▶ TRECHO SELECIONADO
◆ ◆ ◆ ◆

Jornal Estado de Minas

PRÊMIO NOBEL

Morte à sombra da polêmica

 

Prêmio Nobel de medicina pela descoberta do vírus da Aids, o cientista Luc Montagnier morreu na terça-feira, aos 89 anos, em um hospital em Neuilly-sur-Seine, perto de Paris. A confirmação da morte ocorreu somente ontem. O pesquisador francês, que mais tarde se tornou uma figura controversa na comunidade científica, foi premiado em 2008 pela identificação do vírus da imunodeficiência humana (HIV) em 1983, ao lado dos colegas Françoise Barré-Sinoussi e Jean-Claude Chermann.





 

No entanto, sua imagem foi manchada nos últimos anos após alegações que geraram grande polêmica e o levaram a ser rejeitado por seus pares. Desde 2017, ele fez várias declarações contra vacinas e mais recentemente reapareceu citando a COVID-19 sob essa perspectiva. Suas opiniões foram refutadas pela comunidade científica, mas ganharam a simpatia dos movimentos antivacinas.

 

Notícias sobre a morte de Montagnier circulavam na internet desde quarta-feira, mas não puderam ser confirmadas a princípio, já que a família não falou com a imprensa e os principais órgãos de pesquisa a que ele pertencia disseram não poder confirmar a informação.

◆ ◆ ◆ ◆

▶ ENTRADAS FORNECIDAS
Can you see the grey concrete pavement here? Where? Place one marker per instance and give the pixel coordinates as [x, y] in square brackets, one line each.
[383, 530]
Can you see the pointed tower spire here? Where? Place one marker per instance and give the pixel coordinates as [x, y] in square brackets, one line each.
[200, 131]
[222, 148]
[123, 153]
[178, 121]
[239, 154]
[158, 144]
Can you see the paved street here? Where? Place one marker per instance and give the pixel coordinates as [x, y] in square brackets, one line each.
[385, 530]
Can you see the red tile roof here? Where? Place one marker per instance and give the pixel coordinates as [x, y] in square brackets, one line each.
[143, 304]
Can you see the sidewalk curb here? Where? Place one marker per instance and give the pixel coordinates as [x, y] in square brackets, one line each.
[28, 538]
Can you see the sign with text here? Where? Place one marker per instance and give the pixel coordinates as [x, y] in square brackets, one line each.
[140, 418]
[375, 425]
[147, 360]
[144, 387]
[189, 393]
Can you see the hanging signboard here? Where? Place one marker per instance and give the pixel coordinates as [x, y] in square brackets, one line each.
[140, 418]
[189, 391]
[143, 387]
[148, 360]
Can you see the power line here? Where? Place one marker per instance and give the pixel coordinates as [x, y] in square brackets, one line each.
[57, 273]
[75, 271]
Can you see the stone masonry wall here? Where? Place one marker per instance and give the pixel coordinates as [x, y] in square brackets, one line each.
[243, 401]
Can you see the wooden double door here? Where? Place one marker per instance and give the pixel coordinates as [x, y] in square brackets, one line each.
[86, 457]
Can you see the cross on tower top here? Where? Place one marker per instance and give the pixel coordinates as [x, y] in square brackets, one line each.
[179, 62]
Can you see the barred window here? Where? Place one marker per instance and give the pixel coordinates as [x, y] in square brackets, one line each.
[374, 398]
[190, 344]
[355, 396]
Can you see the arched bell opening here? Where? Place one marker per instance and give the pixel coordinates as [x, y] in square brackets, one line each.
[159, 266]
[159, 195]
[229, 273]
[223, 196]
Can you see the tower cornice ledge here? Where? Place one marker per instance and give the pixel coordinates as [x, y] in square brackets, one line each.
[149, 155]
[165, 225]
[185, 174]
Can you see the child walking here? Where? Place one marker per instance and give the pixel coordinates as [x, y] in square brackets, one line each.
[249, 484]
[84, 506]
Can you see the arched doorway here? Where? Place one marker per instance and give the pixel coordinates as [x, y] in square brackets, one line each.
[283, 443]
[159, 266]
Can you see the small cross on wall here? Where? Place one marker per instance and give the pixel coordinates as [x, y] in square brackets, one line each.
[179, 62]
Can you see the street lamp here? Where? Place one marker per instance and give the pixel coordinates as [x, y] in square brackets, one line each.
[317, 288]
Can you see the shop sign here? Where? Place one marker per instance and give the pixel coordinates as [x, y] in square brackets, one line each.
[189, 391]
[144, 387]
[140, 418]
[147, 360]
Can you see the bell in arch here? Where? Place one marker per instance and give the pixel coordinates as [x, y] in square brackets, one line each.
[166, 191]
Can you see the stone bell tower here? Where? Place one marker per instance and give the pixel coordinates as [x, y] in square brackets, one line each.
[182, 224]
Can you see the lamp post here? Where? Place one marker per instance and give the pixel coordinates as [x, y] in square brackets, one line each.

◆ ◆ ◆ ◆

▶ SUA TAREFA
Indique se cada afirmação abaixo está de acordo com a notícia sobre a morte de Luc Montagnier, respondendo sim ou não e citando literalmente as palavras da notícia que decidem a questão: (a) Montagnier morreu em um hospital na cidade de Paris; (b) o prêmio Nobel foi concedido a ele em 2008; (c) a família confirmou a morte à imprensa.

▶ RESPOSTA DO EXERCÍCIO
(a) Não: "em um hospital em Neuilly-sur-Seine, perto de Paris".
(b) Sim: "foi premiado em 2008".
(c) Não: "a família não falou com a imprensa".